▶ **Stored data**:
========
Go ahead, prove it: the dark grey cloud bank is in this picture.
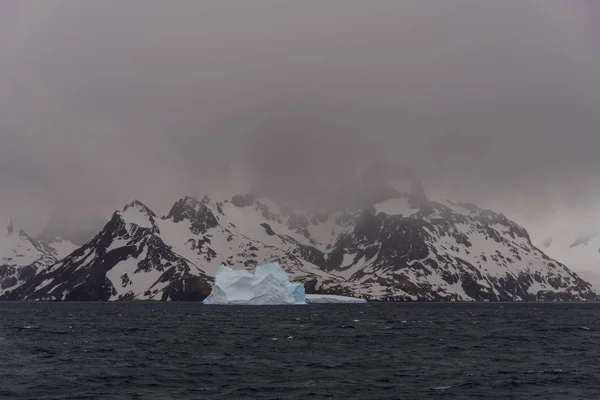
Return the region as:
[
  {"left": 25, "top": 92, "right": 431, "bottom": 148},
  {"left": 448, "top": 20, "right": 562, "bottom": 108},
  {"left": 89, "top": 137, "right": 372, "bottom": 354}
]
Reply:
[{"left": 0, "top": 0, "right": 600, "bottom": 236}]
========
▶ **What is required**:
Edit the records above by replacing "cloud bank" with "storm front" and leaving everything else unchanged. Leave the pictures out of your answer.

▶ **Written reply**:
Go ahead, prove it: the dark grey storm front is in this picture.
Return the region as:
[
  {"left": 25, "top": 92, "right": 431, "bottom": 148},
  {"left": 448, "top": 20, "right": 562, "bottom": 108},
  {"left": 89, "top": 137, "right": 372, "bottom": 354}
]
Reply:
[{"left": 0, "top": 0, "right": 600, "bottom": 236}]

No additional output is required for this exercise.